§ WHAT IS REQUIRED
Beginning with the line that contains "Where can you find the man in" and continuing through the last of the lines, write those lines out again in full, shifting every coordinate in the answers up by 19.

§ SOURCE DATA
**********

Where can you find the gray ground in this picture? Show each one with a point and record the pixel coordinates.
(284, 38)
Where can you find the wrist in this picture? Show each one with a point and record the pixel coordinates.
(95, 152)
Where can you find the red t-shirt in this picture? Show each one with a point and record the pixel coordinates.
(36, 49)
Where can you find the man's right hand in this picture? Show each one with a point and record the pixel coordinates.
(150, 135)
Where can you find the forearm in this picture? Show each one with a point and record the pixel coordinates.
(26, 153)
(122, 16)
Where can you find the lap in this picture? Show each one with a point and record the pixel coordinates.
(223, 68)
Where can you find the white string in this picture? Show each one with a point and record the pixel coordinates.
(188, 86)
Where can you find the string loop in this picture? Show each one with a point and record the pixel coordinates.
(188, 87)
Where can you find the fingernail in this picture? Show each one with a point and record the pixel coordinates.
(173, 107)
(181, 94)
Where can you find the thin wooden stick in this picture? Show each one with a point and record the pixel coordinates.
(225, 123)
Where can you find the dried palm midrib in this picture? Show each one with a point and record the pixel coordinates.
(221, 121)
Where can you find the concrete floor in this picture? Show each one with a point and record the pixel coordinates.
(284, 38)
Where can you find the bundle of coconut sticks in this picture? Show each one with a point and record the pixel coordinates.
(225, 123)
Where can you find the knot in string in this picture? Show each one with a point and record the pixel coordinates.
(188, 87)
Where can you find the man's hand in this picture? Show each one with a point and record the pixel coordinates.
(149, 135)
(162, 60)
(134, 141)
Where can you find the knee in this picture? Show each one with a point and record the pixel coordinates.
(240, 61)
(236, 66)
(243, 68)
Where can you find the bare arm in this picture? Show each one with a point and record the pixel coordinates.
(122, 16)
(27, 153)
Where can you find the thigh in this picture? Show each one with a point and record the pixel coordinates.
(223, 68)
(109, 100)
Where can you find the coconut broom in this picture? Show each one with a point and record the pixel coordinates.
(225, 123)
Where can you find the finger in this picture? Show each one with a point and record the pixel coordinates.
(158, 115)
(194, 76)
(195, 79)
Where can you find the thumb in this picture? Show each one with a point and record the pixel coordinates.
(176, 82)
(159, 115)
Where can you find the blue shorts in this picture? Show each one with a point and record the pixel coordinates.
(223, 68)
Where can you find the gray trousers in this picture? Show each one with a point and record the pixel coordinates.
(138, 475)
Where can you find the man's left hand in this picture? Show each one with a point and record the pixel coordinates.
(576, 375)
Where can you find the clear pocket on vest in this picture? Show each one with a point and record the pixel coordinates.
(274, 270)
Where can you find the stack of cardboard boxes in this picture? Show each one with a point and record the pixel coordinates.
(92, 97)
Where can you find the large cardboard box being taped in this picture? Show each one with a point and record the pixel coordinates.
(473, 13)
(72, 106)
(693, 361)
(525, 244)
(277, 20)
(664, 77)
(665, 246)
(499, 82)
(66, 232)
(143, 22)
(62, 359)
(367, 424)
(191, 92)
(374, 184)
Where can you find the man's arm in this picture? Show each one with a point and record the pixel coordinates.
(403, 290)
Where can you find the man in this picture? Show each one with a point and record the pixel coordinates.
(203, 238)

**********

§ FULL OUTPUT
Where can you find the man in this picture? Show each one with a point and record the pixel coordinates.
(222, 257)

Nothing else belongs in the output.